◆ Exercise ◆
Only an exact copy belongs in the answer: the line with "In this picture, where can the sea lion be" and every line after it through the end of the records, pictures left out.

◆ The data ◆
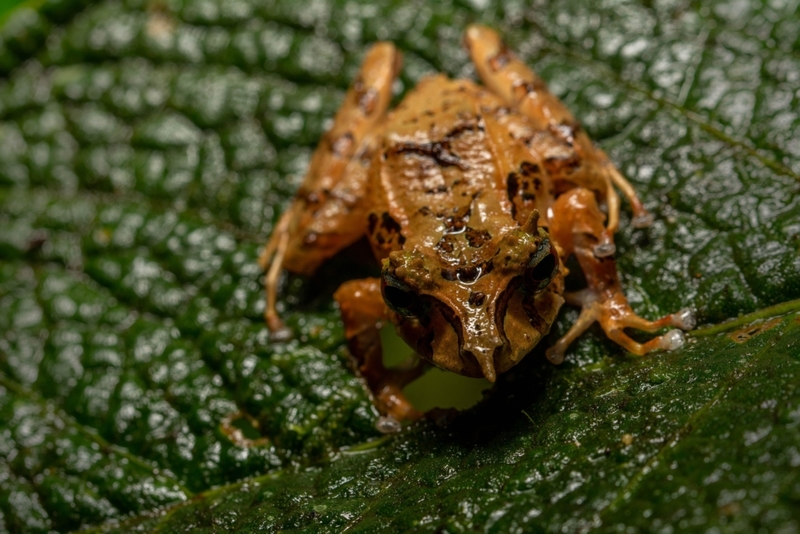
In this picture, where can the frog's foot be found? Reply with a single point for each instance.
(272, 261)
(364, 312)
(614, 315)
(387, 390)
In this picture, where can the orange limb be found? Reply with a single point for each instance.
(577, 226)
(507, 76)
(363, 312)
(327, 214)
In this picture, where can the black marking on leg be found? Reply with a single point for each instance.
(439, 151)
(512, 188)
(566, 131)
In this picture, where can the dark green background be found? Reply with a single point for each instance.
(146, 149)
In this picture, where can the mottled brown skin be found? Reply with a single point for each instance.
(471, 197)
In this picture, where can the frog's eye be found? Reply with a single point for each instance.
(399, 297)
(542, 268)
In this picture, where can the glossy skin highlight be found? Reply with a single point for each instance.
(471, 198)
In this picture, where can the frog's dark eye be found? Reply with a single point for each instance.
(542, 268)
(400, 298)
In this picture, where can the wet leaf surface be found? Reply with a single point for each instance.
(146, 150)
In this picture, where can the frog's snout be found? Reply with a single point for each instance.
(484, 352)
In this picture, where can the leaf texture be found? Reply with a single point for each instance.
(146, 150)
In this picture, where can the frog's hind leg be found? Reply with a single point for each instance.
(363, 312)
(328, 213)
(576, 227)
(508, 77)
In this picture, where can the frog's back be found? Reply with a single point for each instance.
(455, 172)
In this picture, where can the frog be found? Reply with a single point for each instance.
(472, 198)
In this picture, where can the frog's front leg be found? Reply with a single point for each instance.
(363, 313)
(328, 213)
(519, 86)
(576, 225)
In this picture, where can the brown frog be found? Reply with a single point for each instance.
(472, 198)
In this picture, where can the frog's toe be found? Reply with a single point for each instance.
(685, 319)
(604, 249)
(672, 340)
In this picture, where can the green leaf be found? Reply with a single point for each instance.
(146, 150)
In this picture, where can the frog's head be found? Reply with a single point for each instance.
(481, 318)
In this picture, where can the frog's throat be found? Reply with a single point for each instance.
(479, 334)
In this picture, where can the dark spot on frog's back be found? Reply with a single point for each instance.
(384, 229)
(522, 185)
(566, 131)
(477, 238)
(536, 320)
(447, 244)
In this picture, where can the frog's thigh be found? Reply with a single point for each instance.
(324, 217)
(519, 86)
(575, 226)
(364, 312)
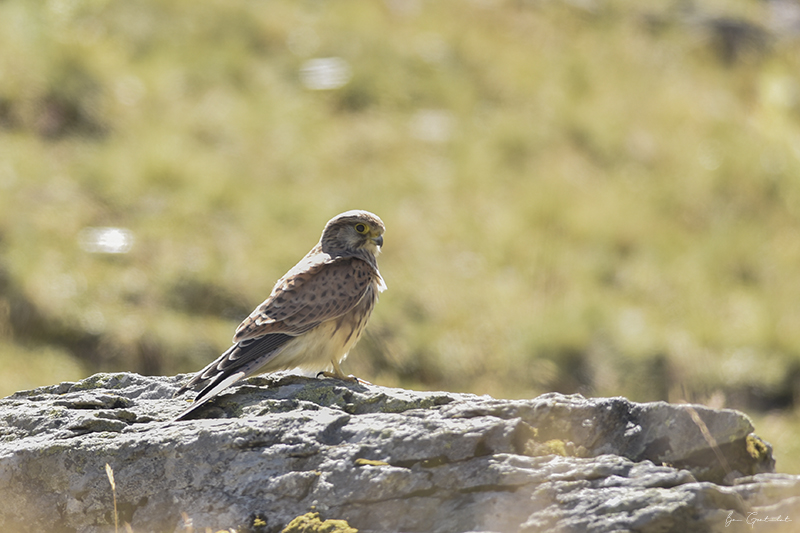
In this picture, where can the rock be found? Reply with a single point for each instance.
(281, 448)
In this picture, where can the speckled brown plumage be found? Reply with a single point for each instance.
(315, 313)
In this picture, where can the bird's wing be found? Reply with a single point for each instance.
(299, 302)
(304, 299)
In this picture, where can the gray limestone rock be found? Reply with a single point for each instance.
(278, 447)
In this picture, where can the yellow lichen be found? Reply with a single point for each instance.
(311, 523)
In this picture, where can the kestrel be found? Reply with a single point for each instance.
(315, 314)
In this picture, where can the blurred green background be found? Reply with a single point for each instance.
(580, 196)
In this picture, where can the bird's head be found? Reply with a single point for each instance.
(352, 231)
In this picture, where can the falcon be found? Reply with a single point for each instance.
(315, 314)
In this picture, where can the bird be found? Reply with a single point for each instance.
(314, 315)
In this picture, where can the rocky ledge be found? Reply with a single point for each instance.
(298, 454)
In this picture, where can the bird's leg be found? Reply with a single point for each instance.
(338, 374)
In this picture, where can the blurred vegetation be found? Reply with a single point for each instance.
(581, 196)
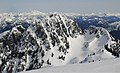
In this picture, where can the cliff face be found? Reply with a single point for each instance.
(52, 40)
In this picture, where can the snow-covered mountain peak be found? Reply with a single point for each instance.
(34, 42)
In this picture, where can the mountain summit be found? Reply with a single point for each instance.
(28, 43)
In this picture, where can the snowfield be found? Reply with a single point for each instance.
(106, 66)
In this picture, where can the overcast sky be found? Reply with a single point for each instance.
(78, 6)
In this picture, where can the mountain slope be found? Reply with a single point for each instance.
(109, 66)
(52, 40)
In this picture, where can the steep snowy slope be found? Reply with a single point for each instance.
(106, 66)
(55, 40)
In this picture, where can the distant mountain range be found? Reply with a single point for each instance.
(33, 40)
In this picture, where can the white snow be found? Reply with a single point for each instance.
(106, 66)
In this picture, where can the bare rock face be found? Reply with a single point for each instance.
(33, 43)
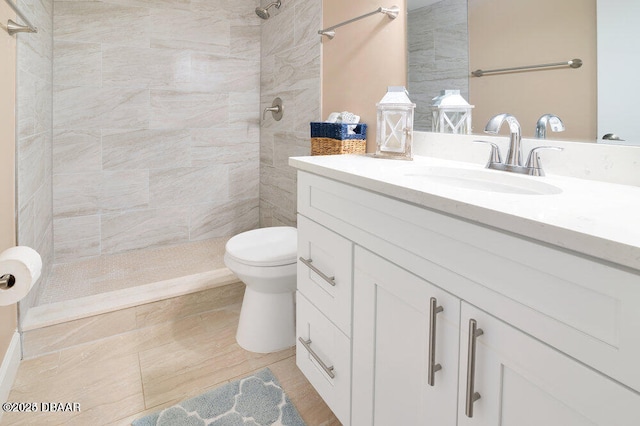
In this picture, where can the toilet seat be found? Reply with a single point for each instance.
(274, 246)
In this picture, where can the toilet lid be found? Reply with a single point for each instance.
(273, 246)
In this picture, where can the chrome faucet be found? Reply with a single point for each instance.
(555, 124)
(514, 154)
(513, 162)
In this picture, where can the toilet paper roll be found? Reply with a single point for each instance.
(25, 265)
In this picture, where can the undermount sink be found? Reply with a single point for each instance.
(484, 180)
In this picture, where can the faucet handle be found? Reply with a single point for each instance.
(534, 166)
(494, 156)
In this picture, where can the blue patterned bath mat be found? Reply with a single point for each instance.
(256, 400)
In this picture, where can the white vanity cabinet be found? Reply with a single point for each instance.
(405, 347)
(520, 381)
(524, 382)
(323, 314)
(560, 342)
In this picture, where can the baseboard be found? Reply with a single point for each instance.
(9, 367)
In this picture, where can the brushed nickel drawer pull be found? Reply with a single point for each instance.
(472, 395)
(307, 262)
(307, 345)
(434, 310)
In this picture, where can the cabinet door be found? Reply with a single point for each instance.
(523, 382)
(391, 347)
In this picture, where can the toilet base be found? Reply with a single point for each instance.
(267, 321)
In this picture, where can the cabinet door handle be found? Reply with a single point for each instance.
(307, 346)
(472, 395)
(434, 310)
(307, 262)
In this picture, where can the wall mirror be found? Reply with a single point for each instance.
(448, 39)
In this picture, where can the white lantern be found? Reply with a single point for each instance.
(451, 113)
(395, 124)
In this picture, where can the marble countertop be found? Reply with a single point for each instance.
(594, 218)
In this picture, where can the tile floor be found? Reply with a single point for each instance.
(123, 377)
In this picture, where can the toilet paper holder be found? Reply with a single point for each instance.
(7, 281)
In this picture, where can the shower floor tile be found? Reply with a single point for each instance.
(125, 270)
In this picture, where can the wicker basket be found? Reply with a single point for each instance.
(338, 130)
(328, 146)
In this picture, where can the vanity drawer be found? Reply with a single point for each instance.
(325, 271)
(323, 351)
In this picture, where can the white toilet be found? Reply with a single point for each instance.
(265, 260)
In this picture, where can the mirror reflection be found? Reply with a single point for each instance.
(447, 39)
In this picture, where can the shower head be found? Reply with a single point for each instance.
(263, 12)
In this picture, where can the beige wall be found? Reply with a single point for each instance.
(362, 60)
(7, 163)
(507, 33)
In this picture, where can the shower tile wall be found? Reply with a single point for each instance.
(438, 44)
(33, 138)
(156, 123)
(290, 69)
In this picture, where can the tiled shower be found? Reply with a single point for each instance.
(144, 121)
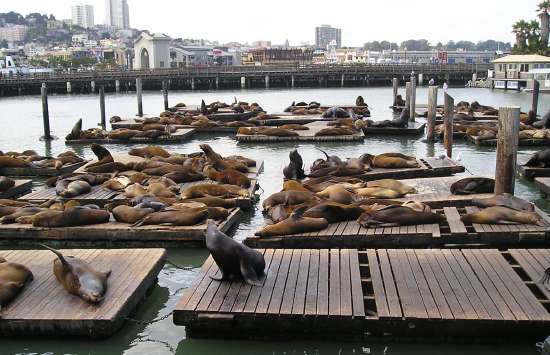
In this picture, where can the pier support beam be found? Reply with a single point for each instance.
(432, 107)
(507, 149)
(139, 97)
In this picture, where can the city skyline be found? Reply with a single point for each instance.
(380, 21)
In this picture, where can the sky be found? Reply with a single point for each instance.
(277, 20)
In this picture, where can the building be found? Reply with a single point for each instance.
(117, 14)
(326, 34)
(83, 15)
(152, 51)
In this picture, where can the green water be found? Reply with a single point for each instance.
(21, 126)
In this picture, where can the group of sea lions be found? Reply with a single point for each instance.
(76, 276)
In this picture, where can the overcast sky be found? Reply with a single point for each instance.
(360, 20)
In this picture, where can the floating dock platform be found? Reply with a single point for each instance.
(44, 308)
(471, 293)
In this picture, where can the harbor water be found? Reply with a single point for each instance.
(21, 128)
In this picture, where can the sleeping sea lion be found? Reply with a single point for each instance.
(295, 224)
(79, 278)
(235, 260)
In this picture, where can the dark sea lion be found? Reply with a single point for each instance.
(473, 185)
(295, 224)
(235, 260)
(79, 278)
(13, 278)
(506, 200)
(76, 216)
(396, 216)
(501, 214)
(127, 214)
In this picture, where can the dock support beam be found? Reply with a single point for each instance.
(139, 96)
(165, 94)
(507, 149)
(45, 112)
(448, 123)
(432, 106)
(102, 107)
(535, 101)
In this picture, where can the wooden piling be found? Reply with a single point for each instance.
(432, 105)
(535, 101)
(507, 149)
(448, 124)
(45, 112)
(102, 106)
(139, 96)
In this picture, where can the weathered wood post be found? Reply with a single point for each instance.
(45, 112)
(507, 149)
(395, 83)
(412, 107)
(535, 102)
(448, 123)
(165, 94)
(139, 96)
(102, 106)
(432, 113)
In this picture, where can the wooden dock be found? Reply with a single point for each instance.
(21, 187)
(452, 231)
(358, 294)
(303, 136)
(35, 171)
(44, 308)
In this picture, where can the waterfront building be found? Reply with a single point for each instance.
(117, 14)
(83, 15)
(325, 34)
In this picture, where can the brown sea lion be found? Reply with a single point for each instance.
(295, 224)
(127, 214)
(13, 278)
(502, 214)
(79, 278)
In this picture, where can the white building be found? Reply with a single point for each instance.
(83, 15)
(117, 14)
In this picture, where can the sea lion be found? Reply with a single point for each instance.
(13, 278)
(394, 215)
(506, 200)
(502, 214)
(473, 185)
(76, 216)
(79, 278)
(235, 260)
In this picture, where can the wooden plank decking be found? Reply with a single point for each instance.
(450, 232)
(398, 292)
(44, 308)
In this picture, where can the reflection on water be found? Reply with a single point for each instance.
(21, 127)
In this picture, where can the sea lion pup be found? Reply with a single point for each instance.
(76, 216)
(505, 200)
(295, 224)
(13, 278)
(334, 212)
(540, 159)
(336, 193)
(79, 278)
(235, 260)
(187, 217)
(76, 131)
(396, 216)
(127, 214)
(502, 214)
(473, 185)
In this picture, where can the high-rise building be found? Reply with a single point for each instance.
(326, 34)
(117, 14)
(83, 15)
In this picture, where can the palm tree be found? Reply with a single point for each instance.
(544, 15)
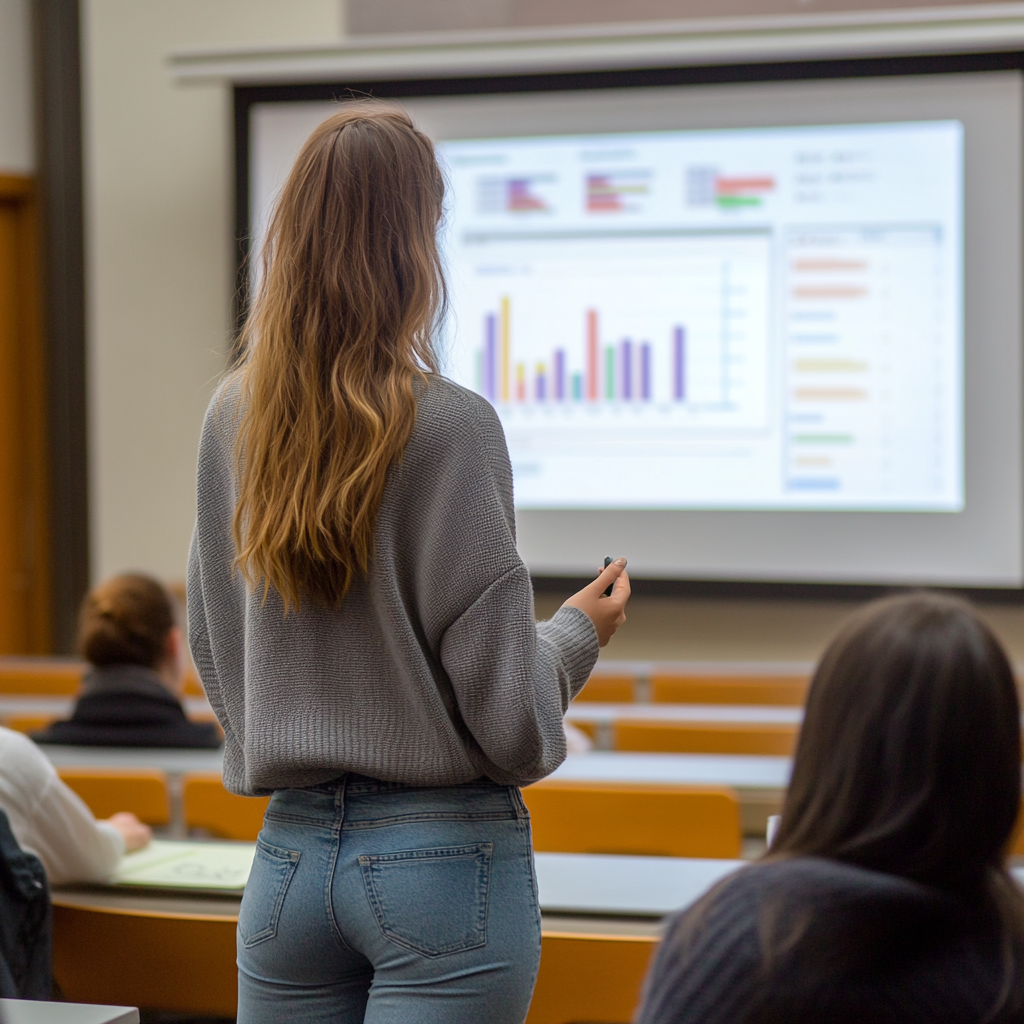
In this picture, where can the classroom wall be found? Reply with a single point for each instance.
(159, 226)
(16, 148)
(373, 16)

◆ Answer box ◆
In this picture, where can the sea lion be found? Reply with a single point for each instance.
(13, 278)
(394, 215)
(506, 200)
(502, 214)
(473, 185)
(76, 216)
(79, 278)
(235, 260)
In this picture, where can the wooden plank decking be found? Reply with a single point for each instance.
(450, 232)
(398, 292)
(44, 308)
In this picture, where can the reflection on water be found? Reply with a single point for each instance.
(21, 127)
In this picture, where can the sea lion pup be found? Reply with a single point for each instance.
(76, 216)
(505, 200)
(295, 224)
(13, 278)
(334, 212)
(540, 159)
(336, 193)
(79, 278)
(235, 260)
(187, 217)
(76, 131)
(396, 216)
(127, 214)
(502, 214)
(473, 185)
In this picture, where can the high-rise building be found? Reply with a single point for each instance.
(326, 34)
(117, 14)
(83, 15)
In this picture, where can the palm tree be found? Reply with a single point for each instance.
(544, 15)
In this picture, where can the classroom wall be found? Reply with a single point for each instance.
(159, 226)
(16, 148)
(373, 16)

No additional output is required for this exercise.